**Required work:** According to the thread on food poisoning in Mexico, how many people did the Veracruz government report were treated?
*** Provided text
# 1,300 hit by food poisoning in Mexico



## daveomak.fs (May 3, 2019)

Similar to customs in the United States, traditional culture in Mexico calls for cakes to be served at many holiday celebrations, including Children's Day. _Photo illustration_
*1,300 hit by food poisoning in Mexico*
By News Desk on May 2, 2019


More than 1,300 people have suffered suspected food poisoning in the Mexican state of Veracruz after eating cake.

The Veracruz government reported that 1,358 people were treated in eight hospitals and clinics. People ate the cake, described as being in “poor condition” as part of a celebration of Children’s Day, which is marked every April 30 in Mexico.

The Ministry of Health of Veracruz posted a statement on Facebook confirming medical attention was given to intoxicated adults, infants and three pregnant women.

According to a health agency in Veracruz (SESVER), ingestion of contaminated food happened during an event organized by a non-governmental organization which distributed tamales, cake and beverages. A tamale is made with ground meat packed in dough, wrapped in corn husks, and steamed.

The non-governmental organization World Vision Mexico issued a statement saying food for the event was provided by different organizations and it was working with authorities to determine the cause of the illnesses.

Between two and four hours after the event, infants had abdominal pain, vomiting and diarrhea. Initial evaluations did not find severe cases or deaths but emergency care continues and more patients are expected due to any incubation period.

In Tehuipango, Tlaquilpa, Zongolica and Río Blanco additional clinics were set up and children have been treated at the Mexican Institute of Social Security (IMSS).

Tests on food samples are being conducted by another agency to find the origin of the poisoning and results are expected in the next few days.

*Another food poisoning in Guerrero*
Meanwhile in another incident, about 200 people, mostly children, suffered food poisoning in the Mexican state of Guerrero.

The source is suspected to be pozole – a type of stew or soup – which was consumed in celebration of Children’s Day. The incident happened in Mezcalcingo, a town in Chilapa.

Of those sick, 60 were initially reported as seriously ill but the secretary of health, Carlos de la Peña Pintos, later reported that infants who ate food in poor condition were out of danger and stable.

A total of 108 people were taken to Hueycantenango, a city in José Joaquín de Herrera for treatment. The governor, Hector Astudillo Flores, said the navy, Red Cross and emergency response teams were involved.

*(To sign up for a free subscription to Food Safety News, click here.)*


----------



## bill ace 350 (May 3, 2019)

I've heard you shouldn't drink the water there as well!


----------



## dr k (May 3, 2019)

Poor condition cake from 4.30.19, 1,300+ people and still no identified foodbourne pathogen?


----------



## Jonok (May 3, 2019)

The article says that people were symptomatic within a few hours after eating which would lead one to suspect something resulting from a pre-existing toxin (like staph)


----------
******
*** Entries provided
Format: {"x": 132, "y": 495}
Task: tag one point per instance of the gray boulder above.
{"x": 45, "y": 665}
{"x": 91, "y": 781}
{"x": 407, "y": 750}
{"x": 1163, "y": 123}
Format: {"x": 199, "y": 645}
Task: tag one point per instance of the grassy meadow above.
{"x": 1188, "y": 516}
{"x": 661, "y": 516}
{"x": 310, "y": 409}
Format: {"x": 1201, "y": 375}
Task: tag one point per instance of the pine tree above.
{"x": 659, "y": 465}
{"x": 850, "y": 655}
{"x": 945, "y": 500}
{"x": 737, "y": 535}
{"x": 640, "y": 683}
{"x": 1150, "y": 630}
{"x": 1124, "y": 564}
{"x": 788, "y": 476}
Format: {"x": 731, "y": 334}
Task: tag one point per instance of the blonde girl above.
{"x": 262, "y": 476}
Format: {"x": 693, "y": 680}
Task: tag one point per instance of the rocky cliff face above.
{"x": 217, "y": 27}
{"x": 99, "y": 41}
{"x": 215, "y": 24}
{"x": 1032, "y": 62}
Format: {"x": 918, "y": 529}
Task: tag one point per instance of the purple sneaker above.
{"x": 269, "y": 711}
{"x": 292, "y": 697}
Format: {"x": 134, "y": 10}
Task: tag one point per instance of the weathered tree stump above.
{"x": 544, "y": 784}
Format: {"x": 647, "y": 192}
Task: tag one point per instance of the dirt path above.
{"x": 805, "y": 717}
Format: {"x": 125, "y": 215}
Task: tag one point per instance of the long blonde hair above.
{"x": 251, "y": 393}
******
**Expected output:** 1,358 people were treated in eight hospitals and clinics.